*** PAGE TEXT Section Begins ***

The wind industry is here to make money. As we are in a capitalist economy, that is its prerogative. I just wish it would be honest about its true motive instead of portraying itself as an eco-warrior, which wind farmers most definitely are not.
The problem with the profit motive is that once it disappears, big business disappears as well.
And why is that a problem, you ask? We can’t wait to see the backs of those fe….rs!
The problem is that they will leave their turbines behind. Gigantic, towering, rusting monuments to man’s greed, situated in some of our most precious locations and landscapes. “A Nama for wind turbines”, as predicted by Colm McCarthy.
The legacy of the burst property bubble is the ghost estate. And now we can look forward to ghost wind farms, the legacy of the wind bubble.
At the moment the wind industry is clearly hugely profitable, as evidenced by the avalanche of applications for wind farms, and the current flood of new wind farms, seemingly on a weekly basis. This flood is not because the wind industry sees an urgent need to save this country’s energy supply, as it does not need saving. It is perfectly adequate for our foreseeable needs. The flood is more along the lines of a gold rush: get in as quickly as you can, plunder the lode for as much as you can, and then get out when the lode is exhausted.

*** PAGE TEXT Section Ends ***
*** EXTRACTED RECORDS Section Begins ***

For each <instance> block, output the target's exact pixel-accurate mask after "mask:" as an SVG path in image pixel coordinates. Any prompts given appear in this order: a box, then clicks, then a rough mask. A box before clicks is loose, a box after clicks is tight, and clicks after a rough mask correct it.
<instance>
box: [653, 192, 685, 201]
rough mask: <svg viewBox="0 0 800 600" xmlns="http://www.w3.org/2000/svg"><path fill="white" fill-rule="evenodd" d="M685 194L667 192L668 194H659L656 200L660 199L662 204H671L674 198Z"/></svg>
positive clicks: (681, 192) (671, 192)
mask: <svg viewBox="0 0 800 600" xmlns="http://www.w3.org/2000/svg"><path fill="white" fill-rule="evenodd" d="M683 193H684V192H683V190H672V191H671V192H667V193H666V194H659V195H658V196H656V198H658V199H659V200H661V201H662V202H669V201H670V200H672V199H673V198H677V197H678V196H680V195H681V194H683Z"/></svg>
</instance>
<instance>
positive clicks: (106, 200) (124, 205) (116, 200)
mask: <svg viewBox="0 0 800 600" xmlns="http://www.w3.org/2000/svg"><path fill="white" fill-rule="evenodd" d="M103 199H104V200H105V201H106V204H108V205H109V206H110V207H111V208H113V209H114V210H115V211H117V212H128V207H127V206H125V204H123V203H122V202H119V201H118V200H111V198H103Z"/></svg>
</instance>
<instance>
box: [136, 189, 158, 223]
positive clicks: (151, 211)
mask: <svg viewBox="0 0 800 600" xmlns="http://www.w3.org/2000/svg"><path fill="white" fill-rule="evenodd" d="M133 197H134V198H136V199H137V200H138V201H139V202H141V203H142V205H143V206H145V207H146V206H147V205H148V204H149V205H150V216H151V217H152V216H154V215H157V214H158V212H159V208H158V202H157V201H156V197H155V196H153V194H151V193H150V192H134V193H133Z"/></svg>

*** EXTRACTED RECORDS Section Ends ***

> _WHAT YOU NEED TO DO_:
1. From the article about the wind industry, extract the passage from "The problem with" up to and including "the wind bubble.".
2. Copy the entries from their first line up to and including the line containing "positive clicks: (681, 192) (671, 192)".
The article on the wind industry and the entries are unrelated to each other.

> _RESPONSES BY ITEM NUMBER_:
1.
The problem with the profit motive is that once it disappears, big business disappears as well.
And why is that a problem, you ask? We can’t wait to see the backs of those fe….rs!
The problem is that they will leave their turbines behind. Gigantic, towering, rusting monuments to man’s greed, situated in some of our most precious locations and landscapes. “A Nama for wind turbines”, as predicted by Colm McCarthy.
The legacy of the burst property bubble is the ghost estate. And now we can look forward to ghost wind farms, the legacy of the wind bubble.

2.
For each <instance> block, output the target's exact pixel-accurate mask after "mask:" as an SVG path in image pixel coordinates. Any prompts given appear in this order: a box, then clicks, then a rough mask. A box before clicks is loose, a box after clicks is tight, and clicks after a rough mask correct it.
<instance>
box: [653, 192, 685, 201]
rough mask: <svg viewBox="0 0 800 600" xmlns="http://www.w3.org/2000/svg"><path fill="white" fill-rule="evenodd" d="M685 194L667 192L668 194H659L656 200L660 199L662 204H671L674 198Z"/></svg>
positive clicks: (681, 192) (671, 192)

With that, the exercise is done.